→ **TASK TO CARRY OUT**:
Every line of the data must be copied exactly.

→ **ROWS**:
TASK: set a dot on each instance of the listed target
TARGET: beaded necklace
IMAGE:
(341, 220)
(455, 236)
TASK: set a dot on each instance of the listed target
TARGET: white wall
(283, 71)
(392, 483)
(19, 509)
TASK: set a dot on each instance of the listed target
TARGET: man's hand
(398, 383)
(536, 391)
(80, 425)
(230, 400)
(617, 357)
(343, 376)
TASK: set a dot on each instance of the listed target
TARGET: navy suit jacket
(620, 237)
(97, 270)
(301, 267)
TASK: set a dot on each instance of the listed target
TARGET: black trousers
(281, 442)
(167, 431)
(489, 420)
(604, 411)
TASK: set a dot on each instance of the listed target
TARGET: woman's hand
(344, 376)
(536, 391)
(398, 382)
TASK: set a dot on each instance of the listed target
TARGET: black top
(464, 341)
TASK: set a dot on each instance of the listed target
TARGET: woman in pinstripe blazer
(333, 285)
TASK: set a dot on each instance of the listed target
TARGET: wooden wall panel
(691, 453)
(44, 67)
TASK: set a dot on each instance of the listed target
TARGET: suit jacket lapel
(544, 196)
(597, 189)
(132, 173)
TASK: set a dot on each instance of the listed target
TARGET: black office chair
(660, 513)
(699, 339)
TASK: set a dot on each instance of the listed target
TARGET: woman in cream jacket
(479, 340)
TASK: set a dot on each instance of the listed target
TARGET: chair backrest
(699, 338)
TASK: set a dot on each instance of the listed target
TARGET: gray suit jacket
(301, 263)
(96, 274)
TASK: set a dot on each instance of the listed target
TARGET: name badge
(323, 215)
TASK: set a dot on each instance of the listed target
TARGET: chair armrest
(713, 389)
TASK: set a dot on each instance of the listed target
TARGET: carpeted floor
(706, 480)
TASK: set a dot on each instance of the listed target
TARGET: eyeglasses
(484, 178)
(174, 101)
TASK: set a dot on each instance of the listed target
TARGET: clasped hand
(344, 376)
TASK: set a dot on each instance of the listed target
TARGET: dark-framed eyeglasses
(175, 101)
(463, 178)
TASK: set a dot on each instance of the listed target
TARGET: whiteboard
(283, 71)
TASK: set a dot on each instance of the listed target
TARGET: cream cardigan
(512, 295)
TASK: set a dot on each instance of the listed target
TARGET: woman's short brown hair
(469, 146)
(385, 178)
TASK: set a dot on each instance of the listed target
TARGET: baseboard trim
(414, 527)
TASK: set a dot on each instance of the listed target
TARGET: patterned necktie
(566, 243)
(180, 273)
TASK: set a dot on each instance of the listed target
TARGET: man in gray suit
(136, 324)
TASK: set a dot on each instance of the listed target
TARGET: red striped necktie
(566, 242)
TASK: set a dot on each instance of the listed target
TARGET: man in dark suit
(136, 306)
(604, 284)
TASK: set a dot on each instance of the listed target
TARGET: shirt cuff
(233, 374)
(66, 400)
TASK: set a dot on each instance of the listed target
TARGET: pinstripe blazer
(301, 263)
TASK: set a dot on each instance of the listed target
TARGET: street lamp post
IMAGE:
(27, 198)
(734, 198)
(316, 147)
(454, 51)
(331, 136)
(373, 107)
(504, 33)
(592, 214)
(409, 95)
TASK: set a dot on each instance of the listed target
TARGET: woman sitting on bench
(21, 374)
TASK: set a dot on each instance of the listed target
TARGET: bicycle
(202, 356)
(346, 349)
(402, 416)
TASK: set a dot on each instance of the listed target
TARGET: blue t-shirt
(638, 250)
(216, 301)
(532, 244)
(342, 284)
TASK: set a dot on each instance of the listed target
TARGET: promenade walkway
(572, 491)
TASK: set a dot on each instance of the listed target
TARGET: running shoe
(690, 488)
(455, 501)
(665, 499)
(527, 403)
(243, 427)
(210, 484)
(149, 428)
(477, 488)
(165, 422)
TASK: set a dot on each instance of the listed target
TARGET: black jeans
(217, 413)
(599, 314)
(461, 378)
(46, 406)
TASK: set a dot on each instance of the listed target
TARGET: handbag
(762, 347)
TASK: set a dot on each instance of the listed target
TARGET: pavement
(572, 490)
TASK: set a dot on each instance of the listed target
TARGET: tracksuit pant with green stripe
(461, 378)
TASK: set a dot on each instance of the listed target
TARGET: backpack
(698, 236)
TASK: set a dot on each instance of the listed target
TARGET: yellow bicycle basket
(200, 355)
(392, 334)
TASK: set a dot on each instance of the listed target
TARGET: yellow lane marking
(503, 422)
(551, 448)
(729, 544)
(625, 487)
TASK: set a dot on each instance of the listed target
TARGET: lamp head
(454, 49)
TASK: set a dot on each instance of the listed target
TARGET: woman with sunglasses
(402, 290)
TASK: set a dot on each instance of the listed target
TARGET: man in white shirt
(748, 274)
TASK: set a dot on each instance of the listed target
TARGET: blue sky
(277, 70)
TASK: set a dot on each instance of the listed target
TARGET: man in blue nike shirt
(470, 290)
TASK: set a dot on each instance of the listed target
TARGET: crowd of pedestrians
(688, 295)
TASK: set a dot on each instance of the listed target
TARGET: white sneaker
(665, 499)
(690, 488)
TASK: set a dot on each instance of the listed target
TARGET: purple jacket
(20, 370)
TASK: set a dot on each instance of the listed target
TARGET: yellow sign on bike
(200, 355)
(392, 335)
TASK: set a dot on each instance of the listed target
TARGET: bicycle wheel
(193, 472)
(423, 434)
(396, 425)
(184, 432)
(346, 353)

→ **PROBLEM SOLUTION**:
TASK: set a dot on each instance of the listed target
TARGET: beaded necklace
IMAGE:
(341, 220)
(455, 236)
TASK: set a dot on each instance of the listed target
TARGET: white wall
(283, 71)
(392, 483)
(19, 509)
TASK: set a dot on each instance of the listed target
TARGET: man's hand
(398, 383)
(536, 391)
(80, 425)
(230, 400)
(617, 357)
(343, 376)
TASK: set a dot on each instance of the listed target
TARGET: navy suit jacket
(620, 237)
(97, 270)
(301, 267)
TASK: set a dot on each instance of the listed target
TARGET: black trousers
(281, 442)
(167, 431)
(489, 420)
(604, 411)
TASK: set a dot on each instance of the listed target
TARGET: woman's hand
(344, 376)
(536, 391)
(398, 382)
TASK: set a dot on each instance of the listed target
TARGET: black top
(464, 341)
TASK: set a dot on each instance of the listed target
TARGET: woman in pinstripe blazer
(333, 285)
TASK: set a dot on each instance of the listed target
TARGET: wooden wall panel
(691, 453)
(44, 67)
TASK: set a dot on each instance of the listed target
TARGET: suit jacket lapel
(544, 196)
(597, 189)
(132, 173)
TASK: set a dot on each instance of the listed target
TARGET: black office chair
(660, 513)
(699, 339)
TASK: set a dot on each instance of the listed target
TARGET: woman in cream jacket
(479, 340)
TASK: set a dot on each instance of the listed target
TARGET: chair backrest
(699, 338)
TASK: set a dot on each instance of the listed target
TARGET: gray suit jacket
(301, 263)
(96, 274)
TASK: set a dot on each instance of the listed target
TARGET: name badge
(323, 215)
TASK: set a dot on each instance of the listed target
TARGET: chair armrest
(713, 389)
TASK: set a dot on each instance of the listed target
TARGET: carpeted floor
(706, 480)
TASK: set a dot on each instance of the listed target
TARGET: eyeglasses
(484, 178)
(174, 101)
TASK: set a dot on each instance of the listed target
TARGET: clasped hand
(344, 376)
TASK: set a dot on each instance of the listed target
TARGET: dark-framed eyeglasses
(175, 101)
(463, 178)
TASK: set a dot on each instance of the listed target
TARGET: whiteboard
(283, 71)
TASK: set a dot on each instance of the listed target
TARGET: cream cardigan
(512, 295)
TASK: set a dot on each instance of the listed target
TARGET: woman's short brown hair
(469, 146)
(385, 178)
TASK: set a dot on each instance of the listed target
TARGET: baseboard trim
(414, 527)
TASK: set a dot on each instance of the listed target
TARGET: patterned necktie
(566, 243)
(180, 273)
TASK: set a dot on each instance of the listed target
TARGET: man in gray suit
(136, 324)
TASK: set a dot on each instance of the listed target
TARGET: red striped necktie
(566, 242)
TASK: set a dot on each instance of the listed target
TARGET: man in dark suit
(136, 306)
(604, 284)
TASK: set a dot on each instance of the listed target
TARGET: shirt cuff
(233, 374)
(66, 400)
TASK: set a dot on each instance of the listed target
TARGET: pinstripe blazer
(301, 263)
TASK: set a dot on each instance of the listed target
TARGET: street lamp post
IMAGE:
(27, 198)
(734, 198)
(316, 147)
(454, 51)
(331, 136)
(373, 107)
(504, 33)
(592, 214)
(409, 95)
TASK: set a dot on each instance of the listed target
TARGET: woman sitting on bench
(21, 374)
TASK: set a dot on each instance of the listed target
TARGET: bicycle
(202, 356)
(346, 349)
(402, 416)
TASK: set a dot on each instance of the listed target
TARGET: blue t-shirt
(638, 250)
(216, 301)
(532, 244)
(342, 284)
TASK: set a dot on each instance of the listed target
TARGET: promenade walkway
(572, 491)
TASK: set a dot on each instance of the listed target
TARGET: running shoe
(690, 488)
(455, 501)
(665, 499)
(527, 403)
(243, 427)
(210, 484)
(149, 428)
(477, 488)
(165, 422)
TASK: set a dot on each instance of the listed target
TARGET: black jeans
(217, 413)
(599, 314)
(461, 378)
(46, 406)
TASK: set a dot on each instance of the listed target
TARGET: handbag
(762, 347)
TASK: set a dot on each instance of the listed target
TARGET: pavement
(572, 490)
TASK: set a dot on each instance of the listed target
TARGET: tracksuit pant with green stripe
(461, 378)
TASK: set a dot on each instance of the listed target
TARGET: backpack
(698, 236)
TASK: set a dot on each instance of the listed target
TARGET: yellow bicycle basket
(200, 355)
(392, 334)
TASK: set a dot on each instance of the listed target
TARGET: yellow lane marking
(503, 422)
(551, 448)
(729, 544)
(625, 487)
TASK: set a dot on each instance of the listed target
TARGET: lamp head
(454, 49)
TASK: set a dot on each instance of the listed target
TARGET: woman with sunglasses
(402, 290)
TASK: set a dot on each instance of the listed target
TARGET: man in white shirt
(748, 274)
TASK: set a dot on each instance of the listed target
TARGET: blue sky
(277, 70)
TASK: set a dot on each instance of the listed target
TARGET: man in blue nike shirt
(470, 290)
TASK: set a dot on each instance of the listed target
TARGET: crowd of pedestrians
(688, 295)
TASK: set a dot on each instance of the listed target
TARGET: white sneaker
(665, 499)
(690, 488)
TASK: set a dot on each instance of the listed target
TARGET: purple jacket
(20, 370)
TASK: set a dot on each instance of the listed target
TARGET: yellow sign on bike
(200, 355)
(392, 335)
TASK: set a dot on each instance of the listed target
TARGET: bicycle wheel
(193, 472)
(423, 434)
(396, 425)
(184, 432)
(346, 353)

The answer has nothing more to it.